▸ **Seção de texto**
--- --- ---

Por Fernando Castilho, da Coluna JC Negócios
No dia em que o Brasil cravou a triste marca de 100 mil mortes por covid-19 e 3 milhões de infectados, dos quais 2 milhões estão curados, o presidente Jair Bolsonaro preferiu postar nas suas redes sociais uma comemoração pela conquista do campeonato paulista pelo Palmeiras.
Foi um decisão pessoal de não se pronunciar sobre a tragédia que se abateu sobre o país que governa. Ele escolheu brigar com os fatos atribuindo uma questão política à uma evidência científica que, em cinco meses, revelou-se equivocada pela dimensão que a situação se tornou. E sobre a qual ele preferiu continuar resistindo, resvalando para a falta de solidariedade, respeito e, finalmente, compaixão pelas mortes e famílias atingidas.

--- --- ---

▸ **Exercício**
Transcreva a seção de texto acima na íntegra, sem mudar nenhuma palavra nem sinal de pontuação.

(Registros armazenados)
--- --- ---

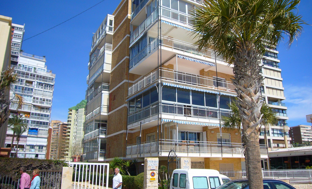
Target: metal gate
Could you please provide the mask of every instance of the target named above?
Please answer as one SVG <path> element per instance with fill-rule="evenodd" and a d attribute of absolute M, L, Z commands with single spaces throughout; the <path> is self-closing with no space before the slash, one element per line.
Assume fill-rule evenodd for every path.
<path fill-rule="evenodd" d="M 175 151 L 171 150 L 168 155 L 168 180 L 170 180 L 173 170 L 178 168 L 178 159 Z M 168 185 L 169 187 L 169 185 Z"/>
<path fill-rule="evenodd" d="M 73 168 L 72 188 L 108 188 L 109 163 L 70 162 L 69 166 Z"/>

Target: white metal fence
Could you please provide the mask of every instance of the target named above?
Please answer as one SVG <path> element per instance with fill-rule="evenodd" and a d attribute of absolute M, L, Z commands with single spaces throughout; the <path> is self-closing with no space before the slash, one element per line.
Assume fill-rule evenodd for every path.
<path fill-rule="evenodd" d="M 220 170 L 220 173 L 232 179 L 246 178 L 246 170 L 234 171 Z M 274 179 L 289 181 L 292 184 L 312 183 L 312 169 L 263 169 L 264 179 Z"/>
<path fill-rule="evenodd" d="M 72 188 L 107 189 L 109 163 L 70 162 L 73 168 Z"/>

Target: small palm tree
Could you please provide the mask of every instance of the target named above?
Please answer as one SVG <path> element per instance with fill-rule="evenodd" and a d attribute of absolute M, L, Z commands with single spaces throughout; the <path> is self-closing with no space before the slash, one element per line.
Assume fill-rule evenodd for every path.
<path fill-rule="evenodd" d="M 22 116 L 17 114 L 13 114 L 12 118 L 9 118 L 9 125 L 10 129 L 13 131 L 13 136 L 11 143 L 11 149 L 13 145 L 14 137 L 16 135 L 17 141 L 17 150 L 18 149 L 18 143 L 19 142 L 21 135 L 27 130 L 27 124 L 24 122 Z"/>
<path fill-rule="evenodd" d="M 18 106 L 17 109 L 21 108 L 24 103 L 23 97 L 16 94 L 14 94 L 13 99 L 9 99 L 10 87 L 16 82 L 18 78 L 13 71 L 13 68 L 8 68 L 0 74 L 0 127 L 7 120 L 10 103 L 12 102 L 17 102 Z"/>
<path fill-rule="evenodd" d="M 163 180 L 165 179 L 165 176 L 166 176 L 166 180 L 167 180 L 168 178 L 167 177 L 167 173 L 168 173 L 168 169 L 167 167 L 165 165 L 161 165 L 159 167 L 159 172 L 163 175 Z"/>
<path fill-rule="evenodd" d="M 305 22 L 297 16 L 300 0 L 205 0 L 192 21 L 199 50 L 214 49 L 234 64 L 233 84 L 243 134 L 250 189 L 263 187 L 259 135 L 263 120 L 259 89 L 266 45 L 275 46 L 284 37 L 289 46 Z"/>

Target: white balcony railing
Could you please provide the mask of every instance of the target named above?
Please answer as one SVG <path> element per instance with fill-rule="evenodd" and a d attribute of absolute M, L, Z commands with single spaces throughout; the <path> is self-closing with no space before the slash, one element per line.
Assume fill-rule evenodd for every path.
<path fill-rule="evenodd" d="M 102 34 L 96 39 L 96 41 L 94 43 L 91 47 L 91 51 L 93 51 L 94 48 L 97 47 L 100 43 L 102 40 L 104 39 L 104 37 L 106 35 L 106 32 L 113 32 L 114 31 L 114 27 L 113 26 L 106 26 L 105 27 L 105 29 L 102 32 Z"/>
<path fill-rule="evenodd" d="M 95 116 L 96 116 L 100 113 L 107 113 L 108 112 L 108 105 L 101 105 L 92 112 L 90 112 L 85 116 L 85 121 L 86 121 Z"/>
<path fill-rule="evenodd" d="M 217 86 L 220 90 L 235 92 L 235 86 L 231 82 L 220 80 L 217 81 L 216 78 L 167 69 L 160 69 L 159 72 L 160 72 L 161 78 L 163 80 L 216 89 L 218 88 Z M 160 78 L 158 76 L 160 75 L 158 72 L 155 70 L 129 87 L 128 96 L 134 94 L 157 80 Z"/>
<path fill-rule="evenodd" d="M 127 147 L 127 155 L 132 155 L 157 152 L 168 153 L 174 150 L 176 153 L 199 154 L 232 154 L 244 157 L 245 146 L 241 143 L 203 141 L 182 141 L 162 139 L 129 145 Z M 159 148 L 159 149 L 158 149 Z M 267 155 L 265 145 L 260 145 L 260 153 Z"/>
<path fill-rule="evenodd" d="M 214 51 L 212 49 L 203 49 L 199 51 L 197 50 L 198 46 L 194 45 L 192 43 L 161 35 L 161 36 L 159 36 L 155 39 L 136 55 L 130 59 L 129 63 L 129 69 L 131 69 L 133 68 L 139 63 L 142 59 L 152 52 L 154 49 L 158 48 L 159 45 L 161 37 L 161 45 L 163 47 L 169 48 L 173 50 L 179 51 L 182 53 L 181 53 L 182 54 L 184 54 L 186 53 L 186 55 L 193 54 L 195 55 L 195 57 L 200 58 L 204 57 L 214 59 L 215 59 Z M 218 57 L 217 54 L 217 60 L 225 61 L 223 59 Z"/>
<path fill-rule="evenodd" d="M 85 135 L 84 140 L 85 141 L 92 139 L 100 135 L 106 135 L 106 127 L 98 128 L 96 130 Z"/>
<path fill-rule="evenodd" d="M 198 119 L 218 120 L 220 116 L 229 117 L 232 113 L 231 110 L 220 110 L 217 108 L 186 105 L 176 103 L 163 102 L 162 113 L 175 116 L 194 117 Z M 158 103 L 154 103 L 129 114 L 128 124 L 130 125 L 151 117 L 159 113 Z"/>

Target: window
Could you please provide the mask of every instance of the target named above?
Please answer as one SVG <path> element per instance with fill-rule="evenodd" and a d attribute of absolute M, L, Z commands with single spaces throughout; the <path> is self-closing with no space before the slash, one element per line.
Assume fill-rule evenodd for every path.
<path fill-rule="evenodd" d="M 186 174 L 180 174 L 179 186 L 180 188 L 185 188 L 186 187 Z"/>
<path fill-rule="evenodd" d="M 209 182 L 210 183 L 211 188 L 215 188 L 221 185 L 220 180 L 217 177 L 209 177 Z"/>
<path fill-rule="evenodd" d="M 155 133 L 153 133 L 146 135 L 146 141 L 147 142 L 154 141 L 155 139 Z"/>
<path fill-rule="evenodd" d="M 192 104 L 204 106 L 204 99 L 203 92 L 192 90 Z"/>
<path fill-rule="evenodd" d="M 172 186 L 175 187 L 178 187 L 178 174 L 177 173 L 173 173 L 173 176 L 172 177 Z"/>
<path fill-rule="evenodd" d="M 206 106 L 215 108 L 218 107 L 217 100 L 216 94 L 205 92 L 205 96 Z"/>
<path fill-rule="evenodd" d="M 208 181 L 206 177 L 193 177 L 193 186 L 194 189 L 208 189 L 209 188 Z"/>
<path fill-rule="evenodd" d="M 163 100 L 173 102 L 176 102 L 176 88 L 170 86 L 163 87 Z"/>
<path fill-rule="evenodd" d="M 221 137 L 222 136 L 222 137 Z M 229 133 L 222 133 L 222 136 L 220 133 L 217 134 L 217 138 L 218 143 L 221 143 L 221 139 L 222 138 L 222 145 L 230 145 L 231 143 L 231 134 Z"/>
<path fill-rule="evenodd" d="M 136 138 L 136 144 L 139 144 L 141 143 L 141 137 L 139 136 L 137 136 Z"/>
<path fill-rule="evenodd" d="M 177 97 L 178 102 L 188 104 L 191 103 L 189 89 L 177 88 Z"/>

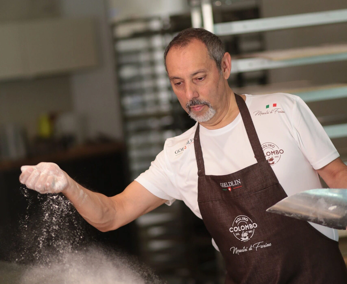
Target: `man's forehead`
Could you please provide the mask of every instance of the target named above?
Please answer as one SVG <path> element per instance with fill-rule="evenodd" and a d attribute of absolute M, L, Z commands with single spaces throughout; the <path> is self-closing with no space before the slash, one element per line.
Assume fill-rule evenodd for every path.
<path fill-rule="evenodd" d="M 183 45 L 173 46 L 169 51 L 167 56 L 170 54 L 177 56 L 178 54 L 184 55 L 187 52 L 193 51 L 195 53 L 198 53 L 202 55 L 208 55 L 207 48 L 205 44 L 198 39 L 193 39 Z"/>
<path fill-rule="evenodd" d="M 173 69 L 177 71 L 183 69 L 204 69 L 206 65 L 212 63 L 213 61 L 205 45 L 196 41 L 184 47 L 172 47 L 170 49 L 166 58 L 168 72 L 170 73 Z"/>

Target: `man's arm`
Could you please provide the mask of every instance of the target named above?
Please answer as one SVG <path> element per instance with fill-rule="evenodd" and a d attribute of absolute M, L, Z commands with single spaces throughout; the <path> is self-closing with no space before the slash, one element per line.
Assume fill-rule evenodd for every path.
<path fill-rule="evenodd" d="M 21 169 L 21 183 L 41 193 L 62 192 L 88 223 L 102 231 L 117 229 L 167 201 L 136 181 L 112 197 L 94 192 L 78 184 L 53 163 L 24 166 Z"/>
<path fill-rule="evenodd" d="M 329 187 L 347 189 L 347 166 L 339 158 L 317 170 L 317 172 Z"/>

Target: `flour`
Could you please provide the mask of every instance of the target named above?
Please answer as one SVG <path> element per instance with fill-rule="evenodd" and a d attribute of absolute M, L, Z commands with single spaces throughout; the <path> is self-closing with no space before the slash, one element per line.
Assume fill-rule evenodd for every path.
<path fill-rule="evenodd" d="M 20 284 L 162 284 L 134 258 L 86 245 L 85 222 L 61 194 L 23 192 L 27 213 L 20 222 L 16 260 L 29 265 Z"/>
<path fill-rule="evenodd" d="M 21 284 L 161 283 L 152 274 L 149 277 L 145 269 L 129 259 L 108 255 L 100 248 L 65 254 L 59 259 L 52 260 L 49 265 L 31 268 L 24 273 Z"/>

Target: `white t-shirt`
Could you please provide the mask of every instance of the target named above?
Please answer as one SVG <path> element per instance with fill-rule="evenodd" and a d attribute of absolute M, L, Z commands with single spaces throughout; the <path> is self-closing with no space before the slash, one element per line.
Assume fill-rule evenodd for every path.
<path fill-rule="evenodd" d="M 317 172 L 339 154 L 317 119 L 298 97 L 278 93 L 246 95 L 266 158 L 288 196 L 320 188 Z M 135 180 L 168 201 L 183 200 L 201 218 L 197 202 L 197 166 L 194 149 L 196 125 L 167 139 L 149 168 Z M 240 114 L 230 123 L 209 130 L 200 126 L 206 175 L 234 173 L 256 163 Z M 338 240 L 336 230 L 310 223 Z"/>

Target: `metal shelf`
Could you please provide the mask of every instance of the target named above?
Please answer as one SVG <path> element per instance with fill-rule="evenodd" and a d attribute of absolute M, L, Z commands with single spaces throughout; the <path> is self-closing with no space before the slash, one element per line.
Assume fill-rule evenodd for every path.
<path fill-rule="evenodd" d="M 221 23 L 215 24 L 213 28 L 215 34 L 225 36 L 336 24 L 346 21 L 347 9 L 342 9 Z"/>
<path fill-rule="evenodd" d="M 328 125 L 323 128 L 331 139 L 347 136 L 347 123 Z"/>
<path fill-rule="evenodd" d="M 232 74 L 282 68 L 292 66 L 340 61 L 346 60 L 347 60 L 347 53 L 276 61 L 265 58 L 259 58 L 235 59 L 232 60 L 230 73 Z"/>
<path fill-rule="evenodd" d="M 306 92 L 293 92 L 291 93 L 298 96 L 305 102 L 333 100 L 347 98 L 347 86 L 344 86 Z"/>

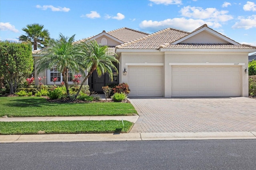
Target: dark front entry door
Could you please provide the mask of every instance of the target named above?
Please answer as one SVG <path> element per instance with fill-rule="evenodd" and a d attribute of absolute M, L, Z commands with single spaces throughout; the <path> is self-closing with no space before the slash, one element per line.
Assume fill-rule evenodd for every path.
<path fill-rule="evenodd" d="M 89 80 L 90 91 L 96 92 L 98 93 L 102 93 L 102 87 L 105 84 L 105 75 L 99 77 L 95 70 L 92 72 L 90 78 Z"/>

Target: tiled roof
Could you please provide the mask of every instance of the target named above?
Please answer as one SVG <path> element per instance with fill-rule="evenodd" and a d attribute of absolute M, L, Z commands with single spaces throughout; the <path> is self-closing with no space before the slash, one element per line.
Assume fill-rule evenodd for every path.
<path fill-rule="evenodd" d="M 118 45 L 116 47 L 124 49 L 157 49 L 161 45 L 171 43 L 189 33 L 168 28 Z"/>
<path fill-rule="evenodd" d="M 106 53 L 109 55 L 114 56 L 115 51 L 116 47 L 115 46 L 108 46 Z"/>
<path fill-rule="evenodd" d="M 106 33 L 124 42 L 149 35 L 147 33 L 125 27 L 107 32 Z"/>
<path fill-rule="evenodd" d="M 195 44 L 178 43 L 165 47 L 166 49 L 255 49 L 255 47 L 249 45 L 235 45 L 231 44 Z"/>
<path fill-rule="evenodd" d="M 124 43 L 149 35 L 147 33 L 125 27 L 110 31 L 108 32 L 106 32 L 105 31 L 103 31 L 103 32 L 106 32 L 106 33 Z M 85 41 L 93 38 L 101 33 L 88 38 L 82 39 L 77 42 Z"/>
<path fill-rule="evenodd" d="M 32 51 L 32 54 L 40 54 L 41 50 L 33 50 Z"/>

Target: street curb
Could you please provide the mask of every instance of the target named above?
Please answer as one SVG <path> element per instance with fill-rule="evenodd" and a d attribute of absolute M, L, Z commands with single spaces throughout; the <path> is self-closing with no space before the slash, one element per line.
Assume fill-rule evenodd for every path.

--- --- ---

▸ **Resultado**
Por Fernando Castilho, da Coluna JC Negócios
No dia em que o Brasil cravou a triste marca de 100 mil mortes por covid-19 e 3 milhões de infectados, dos quais 2 milhões estão curados, o presidente Jair Bolsonaro preferiu postar nas suas redes sociais uma comemoração pela conquista do campeonato paulista pelo Palmeiras.
Foi um decisão pessoal de não se pronunciar sobre a tragédia que se abateu sobre o país que governa. Ele escolheu brigar com os fatos atribuindo uma questão política à uma evidência científica que, em cinco meses, revelou-se equivocada pela dimensão que a situação se tornou. E sobre a qual ele preferiu continuar resistindo, resvalando para a falta de solidariedade, respeito e, finalmente, compaixão pelas mortes e famílias atingidas.